§ Requirements: Repeat the material below exactly, with no pictures.

§ Extracted data:
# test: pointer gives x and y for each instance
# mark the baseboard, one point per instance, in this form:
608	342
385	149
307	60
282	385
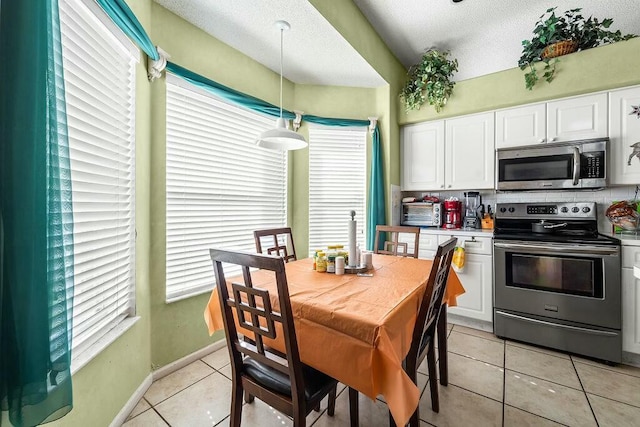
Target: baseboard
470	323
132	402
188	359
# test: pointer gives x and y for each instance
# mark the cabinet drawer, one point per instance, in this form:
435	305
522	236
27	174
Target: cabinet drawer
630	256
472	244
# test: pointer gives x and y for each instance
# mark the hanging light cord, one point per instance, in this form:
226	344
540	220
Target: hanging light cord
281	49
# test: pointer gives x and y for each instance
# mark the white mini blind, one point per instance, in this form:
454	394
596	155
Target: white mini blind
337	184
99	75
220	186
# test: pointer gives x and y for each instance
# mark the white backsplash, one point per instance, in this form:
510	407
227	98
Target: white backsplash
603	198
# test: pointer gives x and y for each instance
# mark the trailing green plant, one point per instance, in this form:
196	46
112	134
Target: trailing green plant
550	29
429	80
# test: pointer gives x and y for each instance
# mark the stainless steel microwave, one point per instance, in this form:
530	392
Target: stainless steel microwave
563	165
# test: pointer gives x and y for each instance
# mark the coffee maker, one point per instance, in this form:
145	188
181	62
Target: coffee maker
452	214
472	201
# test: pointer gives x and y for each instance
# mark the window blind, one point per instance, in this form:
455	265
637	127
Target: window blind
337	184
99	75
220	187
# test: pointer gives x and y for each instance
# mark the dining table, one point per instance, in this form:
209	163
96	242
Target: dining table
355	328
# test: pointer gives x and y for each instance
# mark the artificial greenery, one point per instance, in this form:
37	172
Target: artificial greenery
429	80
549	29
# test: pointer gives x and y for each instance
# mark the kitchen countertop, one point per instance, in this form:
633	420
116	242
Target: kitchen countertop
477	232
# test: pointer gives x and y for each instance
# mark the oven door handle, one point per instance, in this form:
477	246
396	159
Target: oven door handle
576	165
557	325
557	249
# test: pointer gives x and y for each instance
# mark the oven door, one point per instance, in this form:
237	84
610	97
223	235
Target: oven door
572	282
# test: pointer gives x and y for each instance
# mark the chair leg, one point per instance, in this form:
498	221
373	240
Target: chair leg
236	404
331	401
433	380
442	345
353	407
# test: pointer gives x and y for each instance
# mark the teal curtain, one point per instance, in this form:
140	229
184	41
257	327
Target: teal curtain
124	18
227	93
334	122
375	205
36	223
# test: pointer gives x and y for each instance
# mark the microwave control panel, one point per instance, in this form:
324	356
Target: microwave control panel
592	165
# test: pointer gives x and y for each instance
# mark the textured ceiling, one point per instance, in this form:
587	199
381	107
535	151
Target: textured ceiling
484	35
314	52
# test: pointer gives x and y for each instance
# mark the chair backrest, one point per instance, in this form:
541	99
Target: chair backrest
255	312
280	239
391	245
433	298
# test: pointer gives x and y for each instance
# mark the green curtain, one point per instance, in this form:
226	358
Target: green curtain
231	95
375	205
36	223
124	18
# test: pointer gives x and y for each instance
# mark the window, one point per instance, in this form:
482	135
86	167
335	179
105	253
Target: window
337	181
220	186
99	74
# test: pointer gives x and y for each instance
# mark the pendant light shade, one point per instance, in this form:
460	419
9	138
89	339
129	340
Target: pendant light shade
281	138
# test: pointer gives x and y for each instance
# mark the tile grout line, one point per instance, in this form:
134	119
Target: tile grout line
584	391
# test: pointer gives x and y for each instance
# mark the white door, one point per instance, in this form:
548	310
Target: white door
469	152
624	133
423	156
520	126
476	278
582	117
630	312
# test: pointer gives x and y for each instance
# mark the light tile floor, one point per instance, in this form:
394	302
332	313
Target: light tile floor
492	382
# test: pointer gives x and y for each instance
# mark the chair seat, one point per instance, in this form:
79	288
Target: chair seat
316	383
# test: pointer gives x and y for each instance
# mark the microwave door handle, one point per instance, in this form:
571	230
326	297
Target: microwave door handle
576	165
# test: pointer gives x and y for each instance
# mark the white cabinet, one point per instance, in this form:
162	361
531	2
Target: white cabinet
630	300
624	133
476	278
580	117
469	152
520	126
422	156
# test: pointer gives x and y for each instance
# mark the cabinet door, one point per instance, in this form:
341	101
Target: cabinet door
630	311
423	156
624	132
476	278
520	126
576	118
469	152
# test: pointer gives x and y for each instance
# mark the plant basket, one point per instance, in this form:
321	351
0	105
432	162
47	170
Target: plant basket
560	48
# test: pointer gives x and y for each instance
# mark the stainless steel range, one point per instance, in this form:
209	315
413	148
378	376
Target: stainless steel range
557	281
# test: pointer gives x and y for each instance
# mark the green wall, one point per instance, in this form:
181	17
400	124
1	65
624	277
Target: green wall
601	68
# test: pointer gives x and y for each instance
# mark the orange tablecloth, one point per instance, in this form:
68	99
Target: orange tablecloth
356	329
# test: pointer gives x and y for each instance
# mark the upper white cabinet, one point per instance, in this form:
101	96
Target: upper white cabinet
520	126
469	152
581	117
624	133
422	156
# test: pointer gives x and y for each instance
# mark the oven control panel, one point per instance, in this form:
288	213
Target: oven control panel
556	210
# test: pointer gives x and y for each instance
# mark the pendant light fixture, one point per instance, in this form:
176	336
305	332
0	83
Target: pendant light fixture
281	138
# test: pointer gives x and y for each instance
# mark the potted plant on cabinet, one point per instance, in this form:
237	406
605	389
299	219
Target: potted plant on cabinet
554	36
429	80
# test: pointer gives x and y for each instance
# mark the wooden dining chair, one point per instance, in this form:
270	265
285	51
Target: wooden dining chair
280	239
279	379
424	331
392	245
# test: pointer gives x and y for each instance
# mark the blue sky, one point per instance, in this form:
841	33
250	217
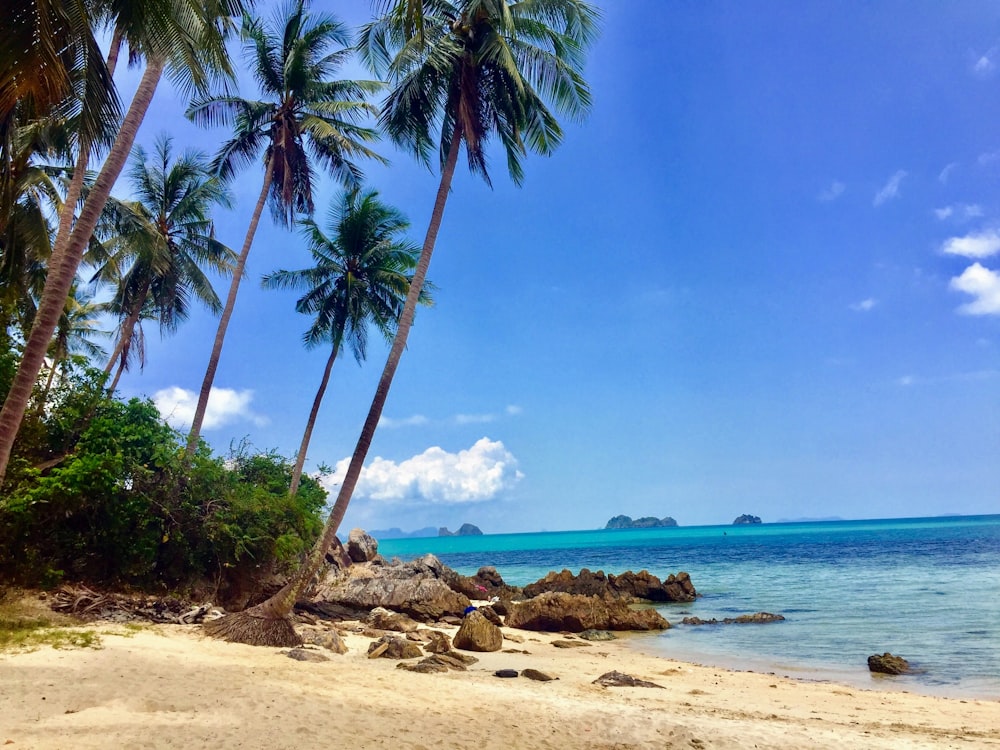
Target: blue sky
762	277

§ Output of the exercise:
# test: pointer gives x and y for each instance
# mark the baseboard, one point per instance, in this form:
608	342
385	149
307	60
282	385
Target: baseboard
470	323
132	402
188	359
# test: pointer gives x and y for each instance
# mark the cabinet drawer, one point per instance, in this form:
435	305
522	236
27	174
Target: cabinet drawer
630	256
472	244
# test: pointer gives x and y for each instance
# mark the hanging light cord, one point per instance, in this form:
226	344
540	220
Target: hanging light cord
281	49
# test: pointer gives x and y for each instance
# mark the white mini blind, one point per instance, in this form:
454	394
596	155
Target: white mini blind
337	184
99	75
220	186
# test: pointer gives x and y for each instance
# mark the white backsplash, one point per instance, in this form:
510	407
227	98
Target: white backsplash
603	198
# test: pointer gives x and y for each instance
# mark the trailing green plant, one point per instance, in this form:
196	46
112	134
Target: trailing green plant
550	29
429	80
# test: pointer gives x and y for each instance
# mark the stainless steel microwave, one point per instance, in this form:
530	392
Target: stainless steel microwave
563	165
# test: pointer gives x and y for each instance
# mark the coffee maker, one point per instance, in this form:
145	188
181	62
Target: coffee maker
452	214
472	201
# test: pointer gives x and y for each instance
# mark the window blind, one point per instance, in this form:
455	265
637	127
Target: window blind
337	184
99	75
220	187
# test: pointer gives x and y for each instance
# mark the dining table, one point per instance, in this form:
209	163
96	242
Target: dining table
355	328
# test: pointer gives x and y for each instance
# mark the artificial greenery, one point per instance, in this form:
37	172
Target: artificial greenery
429	80
549	29
# test: pointer gives x and y for each instance
# mark the kitchen countertop, one point per instance, in this form:
633	420
116	242
Target: kitchen countertop
477	232
# test: pointer gives x and y for each instance
# mark the oven door handle, one point per instance, in this form:
477	246
396	159
Target: oven door handle
576	165
557	325
557	249
# test: pointer gives x and y for each instance
# mark the oven door, one point per instance, in this form:
237	84
610	97
223	235
Target: oven door
572	282
# test: pointer gives x and y for each instance
# mark the chair leg, one point per instance, in this form:
498	221
373	240
Target: chair leg
236	404
331	401
433	380
442	345
353	407
# test: pointer gives x and y for each instance
# mark the teal curtain, one point per instance, in this form:
140	229
184	41
257	327
Target: teal curtain
124	18
227	93
334	122
375	205
36	223
# test: pointer gives x and y for each instance
# mark the microwave control panel, one point per instance, in this form:
324	356
Target: microwave control panel
592	165
# test: pointer gives x and y for each instance
# mark the textured ceiling, one point per instance, in this form:
587	199
381	107
535	151
Target: textured ceiling
484	35
314	52
# test: pointer gives x and y for each instance
# mark the chair backrest, one point per instance, in this form:
541	99
Target: chair backrest
255	312
280	239
391	245
433	298
# test: pointer gives x and y for each instance
# mark the green curtain, one point per instance, in this form:
226	358
Target: green curtain
231	95
375	205
36	223
124	18
# test: pointer gives x and y for each instance
# mark the window, one point per instance, in this form:
482	135
86	167
335	179
105	253
Target: window
337	181
220	186
99	74
# test: pointer gives x and y for each instance
# mark the pendant light shade, one point per instance, in this form:
460	419
9	138
89	339
129	340
Target: pendant light shade
281	138
# test: pointer gives x and y for each instance
# mark the tile grout line, one point per instance, in this form:
134	119
Target: tile grout line
584	391
# test: pointer gives x and y for each instance
# mark the white door, one point per instance, in this form:
548	310
Target: white door
469	152
624	133
423	156
520	126
476	278
582	117
630	312
# test: pointer gives x and y for each instance
# mark the light tile floor, one point per instance, in this form:
394	302
332	313
Target: light tile floor
492	382
# test: pointer gives x and y for each instance
# mark the chair seat, one point per instance, in this form:
79	288
Target: chair seat
316	383
# test: pointer gives x and y for each instance
# mark the microwave door handle, one point per instance, in this form:
571	230
326	297
Target: microwave door handle
576	165
# test: pointer gives x and y for each instance
# mark the white cabinet, one point per instance, in this form:
162	361
531	2
Target: white cabinet
630	300
624	133
476	278
580	117
469	152
520	126
422	156
# test: pointer gives x and y for each instance
# mark the cabinet door, one point per instance, in this form:
341	101
Target: cabinet door
630	311
423	156
624	132
476	278
520	126
576	118
469	152
# test: pointer gives x and y for each instance
# mark the plant basket, one point per instance, in this form:
321	351
0	105
432	162
47	170
Target: plant basket
560	48
# test: pointer gives x and y for each instance
# mark the stainless steel range, one point per instance, in this form:
209	315
413	148
378	376
Target: stainless steel range
557	281
# test: pointer gives x and y for each instance
# mark the green wall, one point per instance, in this form:
181	17
400	124
1	65
624	277
Target: green wall
601	68
# test: pointer gives x and y for each instance
# mark the orange tablecloth, one point per instance, in this form:
68	99
Target: orange tablecloth
356	329
# test: pointer gives x and y for each instance
# mark the upper white cabinet, one point per instance, in this form:
101	96
Target: upper white cabinet
520	126
469	152
581	117
624	133
422	156
# test: pointer gives x and y for each instance
# mark the oven control panel, one point per instance, in this form:
288	213
Target: oven control panel
556	210
# test: pointer gives x and y for each instance
# mark the pendant light fixture, one point per instance, in this form:
176	336
305	332
0	83
Target: pendant light fixture
281	138
# test: pointer gives x and y for each instance
# mark the potted plant on cabinet, one point per instance, in this form:
237	406
605	389
299	219
Target: potted plant on cabinet
554	36
429	80
# test: pointer gives x and y for each instance
# mark the wooden dining chair, one point per instance, in this form:
270	265
285	51
Target: wooden dining chair
280	239
279	379
424	331
392	245
# test: pointer gives x and y for each instance
# mark the blue sky, one point per instance, in this form:
841	33
250	217
Target: blue sky
762	277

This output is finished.